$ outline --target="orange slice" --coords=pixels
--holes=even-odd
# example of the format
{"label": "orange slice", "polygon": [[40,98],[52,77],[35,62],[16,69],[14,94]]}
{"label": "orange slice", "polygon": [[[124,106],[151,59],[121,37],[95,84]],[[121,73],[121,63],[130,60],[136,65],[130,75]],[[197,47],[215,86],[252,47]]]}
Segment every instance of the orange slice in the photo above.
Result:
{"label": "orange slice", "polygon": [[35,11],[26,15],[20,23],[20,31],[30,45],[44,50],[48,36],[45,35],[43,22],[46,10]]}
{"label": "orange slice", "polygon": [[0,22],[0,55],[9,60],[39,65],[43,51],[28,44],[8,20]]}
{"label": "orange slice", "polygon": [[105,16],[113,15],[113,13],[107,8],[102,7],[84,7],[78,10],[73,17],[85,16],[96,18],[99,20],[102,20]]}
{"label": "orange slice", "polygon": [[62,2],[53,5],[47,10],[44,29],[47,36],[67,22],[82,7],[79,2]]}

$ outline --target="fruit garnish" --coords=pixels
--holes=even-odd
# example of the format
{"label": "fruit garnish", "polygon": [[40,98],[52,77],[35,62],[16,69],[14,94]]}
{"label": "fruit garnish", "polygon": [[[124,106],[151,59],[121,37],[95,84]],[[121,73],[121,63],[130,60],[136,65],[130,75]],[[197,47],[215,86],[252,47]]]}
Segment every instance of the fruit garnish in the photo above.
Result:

## INSTRUCTIONS FOR THE TASK
Rescale the records above by copying every line again, requests included, and multiplying each polygon vertex coordinate in the results by 1.6, rounding to whole numbers with halves rounded up. Leave the numbers in the requests and their format samples unchanged.

## RESULT OF THIS EXERCISE
$ outline --target="orange slice" --coords=pixels
--holes=even-odd
# example of the format
{"label": "orange slice", "polygon": [[40,98],[52,77],[35,62],[16,69],[14,94]]}
{"label": "orange slice", "polygon": [[[124,106],[151,59],[121,37],[95,84]],[[121,73],[121,63],[130,60],[136,65],[130,75]],[[197,47],[215,86],[252,47]]]}
Segment every instance of the orange slice in the photo above.
Result:
{"label": "orange slice", "polygon": [[56,18],[42,24],[32,37],[32,50],[48,72],[70,80],[77,58],[72,56],[69,35],[74,16]]}
{"label": "orange slice", "polygon": [[0,35],[0,88],[14,96],[62,104],[69,82],[45,70],[13,32]]}
{"label": "orange slice", "polygon": [[168,26],[181,24],[181,21],[171,13],[163,11],[134,11],[125,16],[117,27],[136,26],[154,29],[158,32],[163,32]]}
{"label": "orange slice", "polygon": [[99,3],[85,8],[75,16],[70,46],[75,58],[107,35],[131,11],[126,3]]}

$ outline --target="fruit garnish" --coords=pixels
--holes=even-odd
# example of the format
{"label": "fruit garnish", "polygon": [[40,98],[52,77],[35,62],[16,69],[14,94]]}
{"label": "fruit garnish", "polygon": [[[124,106],[151,59],[121,37],[95,84]],[[121,73],[121,63],[130,60],[136,65],[130,75]],[[197,47],[215,86],[252,47]]]}
Segment every instance of the fruit garnish in the photo above.
Result:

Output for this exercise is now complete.